REQUEST |
Rewrite the listing below, changing every "flower" to "blossom" and leaving everything else unchanged. Omit the pictures from your answer.

SUPPLIED MATERIAL |

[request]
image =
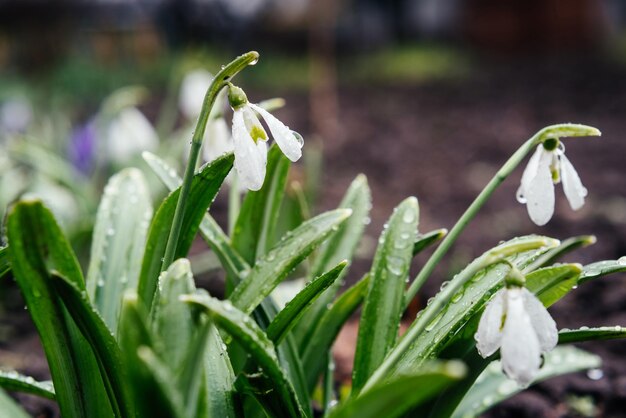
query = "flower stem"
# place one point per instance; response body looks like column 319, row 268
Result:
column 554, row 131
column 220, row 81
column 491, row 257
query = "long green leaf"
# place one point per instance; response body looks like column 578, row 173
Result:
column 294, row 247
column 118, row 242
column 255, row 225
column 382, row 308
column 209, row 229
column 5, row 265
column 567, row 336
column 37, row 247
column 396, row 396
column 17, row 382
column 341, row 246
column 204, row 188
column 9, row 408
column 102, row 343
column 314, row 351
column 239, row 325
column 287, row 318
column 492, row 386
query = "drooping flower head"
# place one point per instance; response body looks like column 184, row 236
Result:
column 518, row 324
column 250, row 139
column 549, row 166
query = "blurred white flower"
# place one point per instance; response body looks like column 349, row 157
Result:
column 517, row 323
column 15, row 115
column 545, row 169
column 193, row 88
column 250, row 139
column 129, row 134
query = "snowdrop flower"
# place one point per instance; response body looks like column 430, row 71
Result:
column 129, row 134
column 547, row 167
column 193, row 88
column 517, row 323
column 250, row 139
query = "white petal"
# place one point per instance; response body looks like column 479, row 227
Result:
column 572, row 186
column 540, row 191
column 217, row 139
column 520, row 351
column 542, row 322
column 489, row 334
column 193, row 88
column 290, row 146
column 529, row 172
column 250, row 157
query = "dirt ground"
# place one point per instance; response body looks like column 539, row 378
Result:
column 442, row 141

FULL RESPONSE |
[request]
image =
query = "blossom stem"
# place one point per instance; response body looks like column 319, row 268
Result:
column 554, row 131
column 220, row 81
column 491, row 257
query = "long green leaf"
# place one point per instance; response body looks like column 578, row 173
Result:
column 294, row 247
column 118, row 242
column 255, row 225
column 382, row 308
column 209, row 229
column 5, row 265
column 567, row 336
column 37, row 247
column 396, row 396
column 17, row 382
column 341, row 246
column 204, row 188
column 9, row 408
column 102, row 343
column 314, row 351
column 239, row 325
column 287, row 318
column 492, row 386
query = "drooping blossom head"
# place one point per instance; response body looks like column 184, row 236
Result:
column 518, row 324
column 250, row 139
column 549, row 166
query = "blurred white blossom"
# place one point per instance; response body looks like column 349, row 157
Result:
column 517, row 323
column 15, row 115
column 545, row 169
column 193, row 88
column 250, row 139
column 129, row 134
query = "snowdrop blossom"
# place one point per instance; response body looks like column 430, row 71
Result:
column 129, row 134
column 547, row 167
column 193, row 88
column 517, row 323
column 250, row 139
query = "white petal"
# place one point per instance; response body looks like column 479, row 227
Result:
column 572, row 186
column 540, row 191
column 217, row 139
column 520, row 351
column 542, row 322
column 489, row 334
column 193, row 88
column 290, row 146
column 529, row 172
column 250, row 157
query = "dirt ground"
# place one point per instance; response body looks like column 539, row 378
Result:
column 442, row 141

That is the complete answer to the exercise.